Written problem >>
Output the material beneath this task exactly, images excluded.

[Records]
################
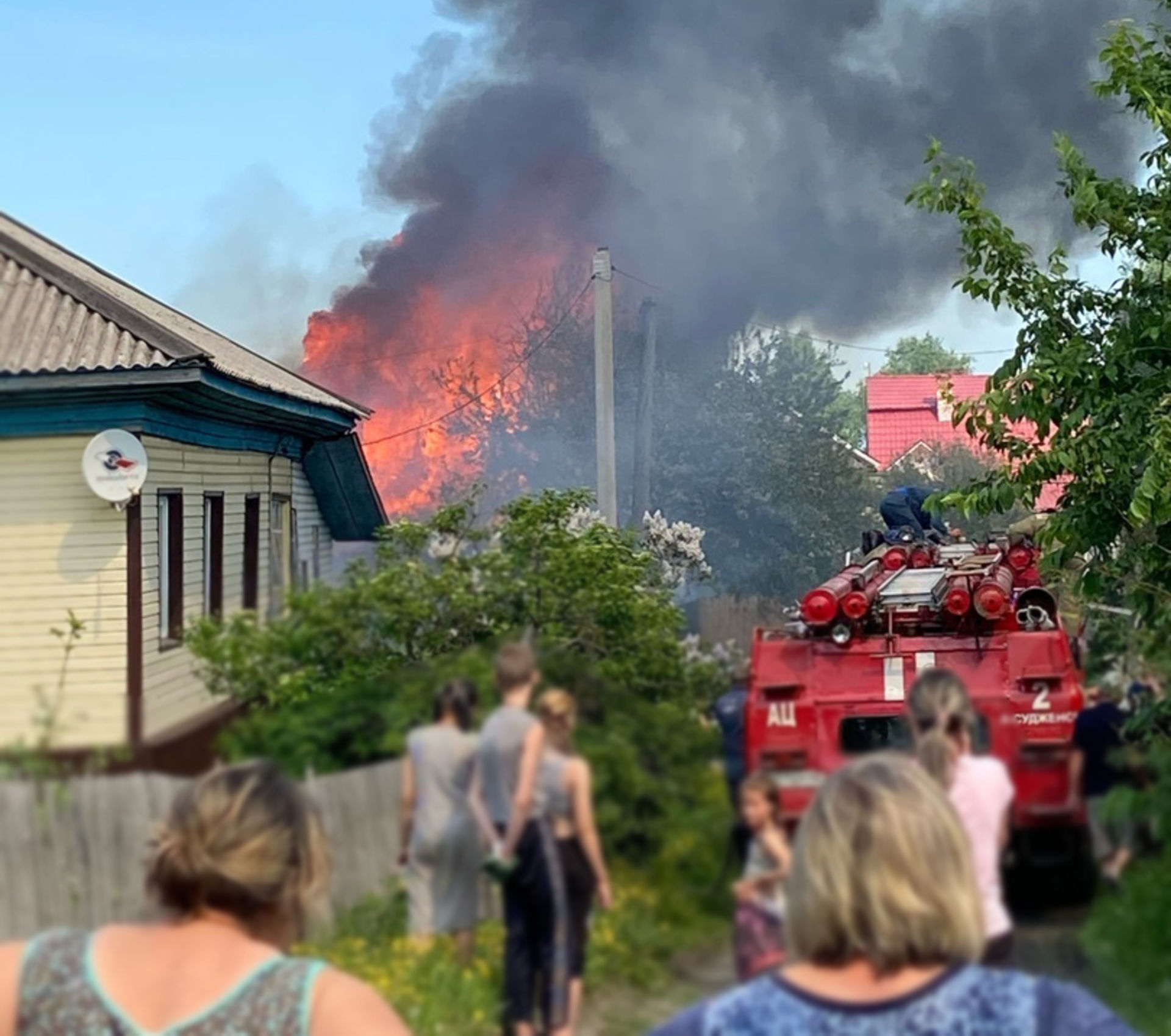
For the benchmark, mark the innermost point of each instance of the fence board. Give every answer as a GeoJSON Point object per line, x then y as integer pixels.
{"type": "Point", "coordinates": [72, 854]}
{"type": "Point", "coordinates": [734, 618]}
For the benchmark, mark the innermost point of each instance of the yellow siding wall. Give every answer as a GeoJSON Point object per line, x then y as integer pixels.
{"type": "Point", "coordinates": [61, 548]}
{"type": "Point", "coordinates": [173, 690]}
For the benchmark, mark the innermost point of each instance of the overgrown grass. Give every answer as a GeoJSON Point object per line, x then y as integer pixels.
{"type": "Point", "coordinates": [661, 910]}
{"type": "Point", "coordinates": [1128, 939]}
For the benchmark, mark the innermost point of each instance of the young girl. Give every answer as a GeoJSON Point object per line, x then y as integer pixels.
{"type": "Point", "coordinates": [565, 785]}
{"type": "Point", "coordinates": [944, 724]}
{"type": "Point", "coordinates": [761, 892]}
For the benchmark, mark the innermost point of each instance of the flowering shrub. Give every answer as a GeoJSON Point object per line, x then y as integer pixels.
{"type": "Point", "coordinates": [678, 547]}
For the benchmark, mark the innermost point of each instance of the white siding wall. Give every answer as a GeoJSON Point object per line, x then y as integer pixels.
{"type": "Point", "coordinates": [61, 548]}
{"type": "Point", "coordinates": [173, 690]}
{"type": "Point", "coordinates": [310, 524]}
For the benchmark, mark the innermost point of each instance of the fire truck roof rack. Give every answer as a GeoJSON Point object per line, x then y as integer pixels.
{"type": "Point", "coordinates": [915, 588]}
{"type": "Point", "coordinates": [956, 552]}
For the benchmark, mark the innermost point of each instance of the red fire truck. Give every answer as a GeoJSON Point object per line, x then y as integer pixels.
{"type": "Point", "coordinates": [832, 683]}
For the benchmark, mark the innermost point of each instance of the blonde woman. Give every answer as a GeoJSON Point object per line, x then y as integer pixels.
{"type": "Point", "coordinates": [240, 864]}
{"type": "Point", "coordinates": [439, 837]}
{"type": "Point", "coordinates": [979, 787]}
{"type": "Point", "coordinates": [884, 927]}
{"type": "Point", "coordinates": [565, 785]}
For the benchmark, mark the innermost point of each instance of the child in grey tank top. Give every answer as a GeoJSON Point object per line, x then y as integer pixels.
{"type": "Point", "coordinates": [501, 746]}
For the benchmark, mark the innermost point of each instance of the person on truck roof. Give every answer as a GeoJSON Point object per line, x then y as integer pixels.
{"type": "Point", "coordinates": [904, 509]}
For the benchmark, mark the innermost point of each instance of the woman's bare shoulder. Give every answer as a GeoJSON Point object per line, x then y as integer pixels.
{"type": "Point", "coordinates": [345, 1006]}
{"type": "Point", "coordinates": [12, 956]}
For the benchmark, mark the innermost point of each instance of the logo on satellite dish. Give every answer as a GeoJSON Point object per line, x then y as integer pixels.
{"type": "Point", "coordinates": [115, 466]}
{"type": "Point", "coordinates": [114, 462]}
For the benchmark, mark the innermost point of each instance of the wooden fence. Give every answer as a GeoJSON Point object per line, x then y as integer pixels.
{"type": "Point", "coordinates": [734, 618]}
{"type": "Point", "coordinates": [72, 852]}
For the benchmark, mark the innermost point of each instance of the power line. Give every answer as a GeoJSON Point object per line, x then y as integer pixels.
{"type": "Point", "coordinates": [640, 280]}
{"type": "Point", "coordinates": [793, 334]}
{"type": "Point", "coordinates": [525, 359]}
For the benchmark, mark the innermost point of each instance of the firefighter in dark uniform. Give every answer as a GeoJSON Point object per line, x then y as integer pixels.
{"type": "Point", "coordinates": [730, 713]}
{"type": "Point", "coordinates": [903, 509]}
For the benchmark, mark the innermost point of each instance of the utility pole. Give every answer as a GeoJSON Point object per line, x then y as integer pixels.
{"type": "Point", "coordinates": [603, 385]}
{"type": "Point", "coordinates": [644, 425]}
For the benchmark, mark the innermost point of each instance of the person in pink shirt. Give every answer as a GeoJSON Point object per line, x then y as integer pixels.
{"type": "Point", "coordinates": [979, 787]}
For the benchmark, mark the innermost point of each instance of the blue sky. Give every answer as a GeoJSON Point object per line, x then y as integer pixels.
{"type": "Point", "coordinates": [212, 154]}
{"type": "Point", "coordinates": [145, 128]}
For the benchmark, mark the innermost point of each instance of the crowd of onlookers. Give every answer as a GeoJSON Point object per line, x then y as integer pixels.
################
Task result >>
For the benchmark, mark the innermost point of each instance of the fence board. Give every answer as a GeoJSON Point object per line, x then y as integer pixels.
{"type": "Point", "coordinates": [72, 854]}
{"type": "Point", "coordinates": [734, 618]}
For the benchmark, mark the innermost point of each instance of the yellow siding wall. Give every answer as a GeoJSON Point object per line, x then y as integer pixels.
{"type": "Point", "coordinates": [61, 548]}
{"type": "Point", "coordinates": [173, 690]}
For the benchmark, mark the innermost point of each instance of the overgrown grass. Give every answer as a GeoJSON Point object per line, x then y as integer pixels.
{"type": "Point", "coordinates": [661, 910]}
{"type": "Point", "coordinates": [1128, 939]}
For the benchmark, mark the innermost point of each instance of the young girl. Give every answer as a GeoJSON Point object per line, x then y as integer pixels.
{"type": "Point", "coordinates": [565, 785]}
{"type": "Point", "coordinates": [944, 724]}
{"type": "Point", "coordinates": [761, 892]}
For the benchmark, mark the innermost point of each instance of the flowering shrub. Give every answer as a GeoJSON Point object per line, x then y as integer pixels.
{"type": "Point", "coordinates": [678, 547]}
For the benchmark, mark the innermost point of each instance of the white siding wall. Give every answer as a GeoJSON Point object per line, x then y as integer pixels.
{"type": "Point", "coordinates": [61, 548]}
{"type": "Point", "coordinates": [173, 690]}
{"type": "Point", "coordinates": [310, 524]}
For the benchmark, mark the innermost point of each instance of the fire truck roof rack. Give every answer as a GeoJSON Point object per line, x then y as integer pixels.
{"type": "Point", "coordinates": [915, 588]}
{"type": "Point", "coordinates": [956, 552]}
For the benchmark, mark the innermost point of each instance of the red fire truck. Give every answer as a GeoJSON Point object per line, x then y as integer pixels.
{"type": "Point", "coordinates": [832, 683]}
For the benchmark, mark the innermost point of each instance of the blonde woman. Give every answer as a GeoJSON Point object per line, x then y as integer pixels.
{"type": "Point", "coordinates": [240, 864]}
{"type": "Point", "coordinates": [439, 837]}
{"type": "Point", "coordinates": [979, 787]}
{"type": "Point", "coordinates": [884, 927]}
{"type": "Point", "coordinates": [565, 785]}
For the benchmark, mark the innermost point of each instance of the child in grey tank top. Give every answer as a GeoJSON Point object per line, x then y as integer pixels.
{"type": "Point", "coordinates": [501, 746]}
For the benchmark, mark the innermost point of each instance of the person on truck roof. Give every answer as a GeoJSON Point object per line, x then y as integer pixels.
{"type": "Point", "coordinates": [904, 509]}
For the benchmark, mark the innermost point of each instance of the woman's bare shoulder. Give every answer as a GeoJSON Point object per line, x then y as integer pixels.
{"type": "Point", "coordinates": [345, 1006]}
{"type": "Point", "coordinates": [12, 956]}
For the benchmark, mark the innermost point of each instance of the logo on satellite dish. Give every answer as a GeoJSON Point object per line, x then y as integer pixels.
{"type": "Point", "coordinates": [115, 466]}
{"type": "Point", "coordinates": [114, 462]}
For the benchmark, mark the innermost point of each instance of the wooden fence. Give every answer as a GeoJSON Point object per line, x then y as integer pixels.
{"type": "Point", "coordinates": [734, 618]}
{"type": "Point", "coordinates": [72, 852]}
For the benchmark, mark the innermost point of each instance of the power line. Give every answer as a GeoJSON Point object per line, x then y as integer pixels.
{"type": "Point", "coordinates": [640, 280]}
{"type": "Point", "coordinates": [793, 334]}
{"type": "Point", "coordinates": [525, 359]}
For the benchmark, mark the innermost point of each instance of the firefighter in dark uniform. Give every answer as a GeoJSON Point object per line, x then y as integer pixels.
{"type": "Point", "coordinates": [730, 713]}
{"type": "Point", "coordinates": [903, 509]}
For the benchmark, mark the innermost point of each instance of the utility pole. Give every answer as a GeoJSON Point object per line, x then y as integer pixels.
{"type": "Point", "coordinates": [603, 385]}
{"type": "Point", "coordinates": [644, 425]}
For the benchmark, mark the innermost point of each instance of the person in pink shirt. Give every answer as a GeoJSON Point object per line, x then y as integer pixels.
{"type": "Point", "coordinates": [979, 787]}
For the benchmark, mark the innermost point of each instance of the blue sky. Give every answer as a GeoJSON Point object per line, x then y as integer pixels.
{"type": "Point", "coordinates": [212, 154]}
{"type": "Point", "coordinates": [145, 128]}
For the benchmark, mark the innermost point of each instance of the crowd of onlookers. Give every answer as a GeoJSON Point object per line, x then y as integer pixels.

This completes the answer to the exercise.